В 80-е годы моя семья снимала дачу в очень хорошем месте недалеко от Москвы, и мы ходили на речку мимо дачи М.Мироновой. Полгектара прекрасной земли, дом

с газом, телефоном, канализацией и т.д., к дому асфаль­тированное шоссе. Да и в Москве квартира, судя по телепередаче, незаурядная. Об этих мелочах, полученных от государства, артистка вообще забыла упомянуть. Они ею были получены как бы из воздуха, как часть приро­ды, по какому-то высшему праву. Спасибо, мол, за то, что вы есть. А на самом деле это была именно плата, и очень немаленькая.

- Записи для упражнения:
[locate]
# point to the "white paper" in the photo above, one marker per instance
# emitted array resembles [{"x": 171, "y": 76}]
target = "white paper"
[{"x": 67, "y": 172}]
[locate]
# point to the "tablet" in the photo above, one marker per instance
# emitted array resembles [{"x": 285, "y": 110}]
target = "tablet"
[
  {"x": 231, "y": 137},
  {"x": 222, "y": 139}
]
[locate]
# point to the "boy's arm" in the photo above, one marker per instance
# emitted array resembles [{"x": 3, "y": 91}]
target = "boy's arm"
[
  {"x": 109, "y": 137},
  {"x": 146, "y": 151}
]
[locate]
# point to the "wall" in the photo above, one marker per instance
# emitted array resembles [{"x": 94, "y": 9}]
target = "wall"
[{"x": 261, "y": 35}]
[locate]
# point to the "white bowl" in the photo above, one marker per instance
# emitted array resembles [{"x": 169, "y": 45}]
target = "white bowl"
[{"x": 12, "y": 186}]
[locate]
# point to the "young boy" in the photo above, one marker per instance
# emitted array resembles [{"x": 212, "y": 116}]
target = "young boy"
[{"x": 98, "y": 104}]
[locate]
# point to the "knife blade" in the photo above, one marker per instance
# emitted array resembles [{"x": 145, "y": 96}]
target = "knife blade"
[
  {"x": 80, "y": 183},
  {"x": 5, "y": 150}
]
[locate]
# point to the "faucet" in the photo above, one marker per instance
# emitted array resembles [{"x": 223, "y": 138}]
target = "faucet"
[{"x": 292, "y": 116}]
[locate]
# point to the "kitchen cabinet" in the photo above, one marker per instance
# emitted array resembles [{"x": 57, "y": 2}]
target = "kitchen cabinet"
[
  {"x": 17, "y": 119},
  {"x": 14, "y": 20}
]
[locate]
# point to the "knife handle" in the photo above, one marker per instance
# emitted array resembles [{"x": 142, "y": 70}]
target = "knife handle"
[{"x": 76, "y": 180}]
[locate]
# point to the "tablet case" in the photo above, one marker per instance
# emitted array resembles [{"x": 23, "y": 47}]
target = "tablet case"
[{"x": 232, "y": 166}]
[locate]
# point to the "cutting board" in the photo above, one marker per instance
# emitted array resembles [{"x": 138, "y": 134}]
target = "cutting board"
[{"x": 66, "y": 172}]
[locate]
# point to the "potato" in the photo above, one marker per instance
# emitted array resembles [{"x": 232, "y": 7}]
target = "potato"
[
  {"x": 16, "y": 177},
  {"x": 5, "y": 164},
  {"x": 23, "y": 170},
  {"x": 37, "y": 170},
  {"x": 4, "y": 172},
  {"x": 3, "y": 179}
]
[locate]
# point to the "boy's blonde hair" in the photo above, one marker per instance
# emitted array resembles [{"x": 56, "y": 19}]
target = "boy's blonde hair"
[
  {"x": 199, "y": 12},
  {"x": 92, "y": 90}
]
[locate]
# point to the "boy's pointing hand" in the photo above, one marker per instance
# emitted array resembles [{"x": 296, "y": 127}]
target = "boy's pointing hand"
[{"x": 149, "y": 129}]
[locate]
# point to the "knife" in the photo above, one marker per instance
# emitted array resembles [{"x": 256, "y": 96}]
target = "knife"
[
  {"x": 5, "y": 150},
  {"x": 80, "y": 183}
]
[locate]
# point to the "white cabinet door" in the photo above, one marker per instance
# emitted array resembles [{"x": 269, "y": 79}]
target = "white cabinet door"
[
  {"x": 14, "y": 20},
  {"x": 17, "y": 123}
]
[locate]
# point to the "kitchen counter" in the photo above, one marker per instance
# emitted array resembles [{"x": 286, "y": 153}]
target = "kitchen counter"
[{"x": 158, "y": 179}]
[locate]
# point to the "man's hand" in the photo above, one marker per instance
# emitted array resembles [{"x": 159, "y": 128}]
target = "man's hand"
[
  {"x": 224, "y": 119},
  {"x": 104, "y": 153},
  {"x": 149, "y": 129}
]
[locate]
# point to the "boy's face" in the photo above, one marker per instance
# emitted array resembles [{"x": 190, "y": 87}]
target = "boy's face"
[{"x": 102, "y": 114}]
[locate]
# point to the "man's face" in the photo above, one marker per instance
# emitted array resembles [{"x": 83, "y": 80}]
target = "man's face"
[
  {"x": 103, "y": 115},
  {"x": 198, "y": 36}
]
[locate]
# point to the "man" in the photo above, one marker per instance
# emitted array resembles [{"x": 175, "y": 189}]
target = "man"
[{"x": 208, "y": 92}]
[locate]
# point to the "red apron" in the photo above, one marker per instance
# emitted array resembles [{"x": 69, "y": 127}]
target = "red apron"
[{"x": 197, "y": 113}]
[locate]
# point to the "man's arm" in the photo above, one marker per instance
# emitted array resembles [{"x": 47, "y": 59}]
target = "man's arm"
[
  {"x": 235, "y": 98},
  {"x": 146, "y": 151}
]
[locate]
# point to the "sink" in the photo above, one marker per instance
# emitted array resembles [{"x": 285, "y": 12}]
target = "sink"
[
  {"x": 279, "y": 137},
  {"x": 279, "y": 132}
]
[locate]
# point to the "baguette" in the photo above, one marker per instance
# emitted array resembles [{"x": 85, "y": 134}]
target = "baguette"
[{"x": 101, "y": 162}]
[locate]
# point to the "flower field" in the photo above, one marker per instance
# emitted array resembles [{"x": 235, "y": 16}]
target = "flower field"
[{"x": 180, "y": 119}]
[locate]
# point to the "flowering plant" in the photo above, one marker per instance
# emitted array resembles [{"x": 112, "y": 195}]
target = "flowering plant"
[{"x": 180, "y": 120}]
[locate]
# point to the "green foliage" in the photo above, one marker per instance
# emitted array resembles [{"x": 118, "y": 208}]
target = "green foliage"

- Что нужно сделать:
A) Выведите без изменений отрывок из текста о даче: от слов "В 80-е годы" до слов "и очень немаленькая." включительно.
B) Подсчитайте, в скольких строках записей встречается слово "field". В ответе дайте только число.
Текст и записи никак не связаны друг с другом.

- Что получилось:
A)
В 80-е годы моя семья снимала дачу в очень хорошем месте недалеко от Москвы, и мы ходили на речку мимо дачи М.Мироновой. Полгектара прекрасной земли, дом

с газом, телефоном, канализацией и т.д., к дому асфаль­тированное шоссе. Да и в Москве квартира, судя по телепередаче, незаурядная. Об этих мелочах, полученных от государства, артистка вообще забыла упомянуть. Они ею были получены как бы из воздуха, как часть приро­ды, по какому-то высшему праву. Спасибо, мол, за то, что вы есть. А на самом деле это была именно плата, и очень немаленькая.

B) 2